# Baistcasters... conventional gear neglect



## BassFlats (Nov 26, 2018)

I always,unless it's windy, take a bait caster with me. It is an accurate and quite presentation when plugging the mangroves.


----------



## karstopo (Nov 28, 2019)

It’s all fun. Glad I learned to use a fly rod, same with the baitcasting rig. I just feel free to pick up which ever rig I want. Maybe one outing it’s all about the baitcasting plugs and plastics and the next one nothing but feathers and fluff. None of them take up that much space, why not bring both along? Make some decent presentations in the presence of predators, get some eats.


----------



## lemaymiami (Feb 9, 2007)

Much of my early light tackle learning was with a competitive fishing club (the Tropical Anglers Club -TAC). If you wanted to compete you 
had to master plug, fly, spin gear as well as both lures and bait...

Each kind of gear does a few things really well (and others, not so well...). It forced you to flexible, but also had a few other benefits that I only appreciated years later...

One of them is that in a long days fishing, each type of gear used different muscles... very handy as you get older.


----------



## Smackdaddy53 (Dec 31, 2012)

If I am not tossing a fly (creeping closer to fly only) I am usually fishing with a baitcaster on a 6’4” medium power extra fast action rod and I can sight cast, wade and everything in between with lures from 1/32oz jigheads to 6” Super Spook topwaters and big 1 1/2 oz swim baits. I’ll break out my spinning gear about 1% of the time.


----------



## scrapiron (Jun 13, 2020)

Whoa- that’s quite a range of weights! Tell me more about this mythical Excalibur rod....


----------



## Smackdaddy53 (Dec 31, 2012)

§ Tasks:
1/ Answer these questions using the baitcaster thread:
(a) In what condition does BassFlats leave the bait caster behind?
(b) What competitive fishing club did lemaymiami learn light tackle with?
(c) About how often does Smackdaddy53 use spinning gear?
2/ Extend the baitcaster thread from the point where it stops.

§ Supplied data:
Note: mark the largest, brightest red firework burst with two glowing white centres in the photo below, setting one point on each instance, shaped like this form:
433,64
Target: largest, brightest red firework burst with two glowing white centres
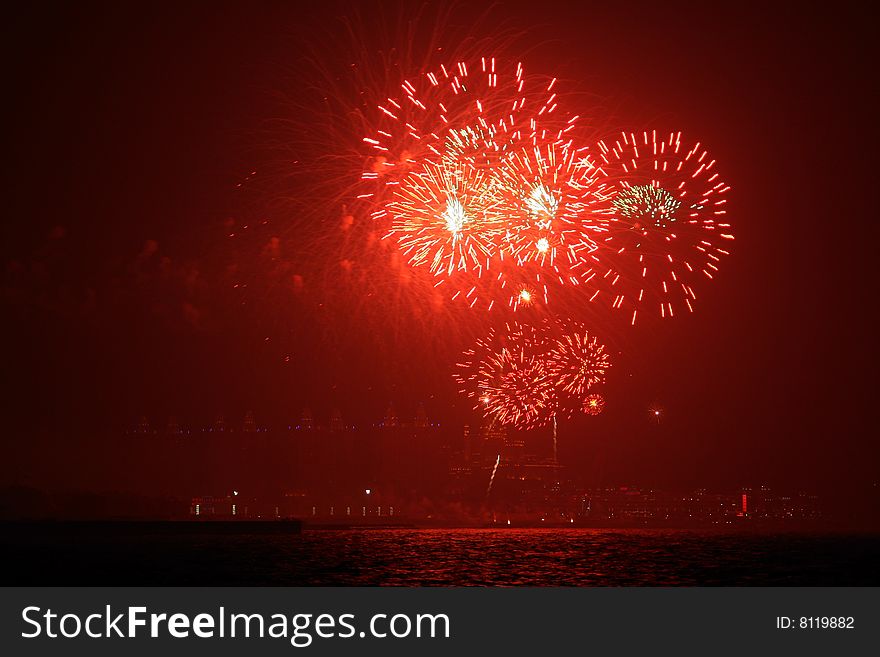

* * *

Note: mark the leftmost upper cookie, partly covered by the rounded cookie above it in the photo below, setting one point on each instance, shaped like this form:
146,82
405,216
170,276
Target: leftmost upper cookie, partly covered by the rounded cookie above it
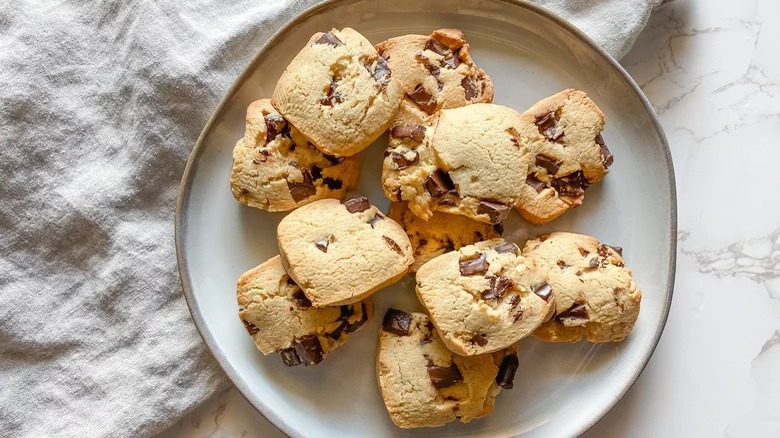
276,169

§ Exercise answers:
1/
(a) When it's windy.
(b) The Tropical Anglers Club (TAC).
(c) About 1% of the time.

2/
scrapiron said:


> Whoa- that’s quite a range of weights! Tell me more about this mythical Excalibur rod....


It’s one of my custom builds. Northfork Composites SJ804 (96”)cut down to 6”4” (I cut everything off the butt of the blank to keep tip action) with a 7 1/2” rear cork split grip, Fuji split skeleton seat and spiral wrapped ReCoil guides. Anyone on the forum that has fished with me has seen me using this rod. It has a Lew’s ProTi spooled with 20# Sufix 832 braid and I use a 4-6’ 20# Trilene Big Game clear mono leader. I like to sight cast super shallow fish with a 1/32oz Black Magic jighead and small soft plastic 2-3” in a natural color.


----------



## scrapiron (Jun 13, 2020)

Sounds awesome!
All my conventional rods are NFC (Kistler) blanks. Never did like the Fuji skeleton - had it on some St.Croix rods. Definitely intrigued by the spiral wrapped RECoils. 

I’ve got a 7’3” MedMod Fast that has a crack in the blank (my fault) that I put some clear epoxy over. Thought about cutting it down (got a great deal on that length, and would prefer 7’. Pretty sure that tip/action wouldn’t handle Super Spook though.

Sufix 832- man that line is great.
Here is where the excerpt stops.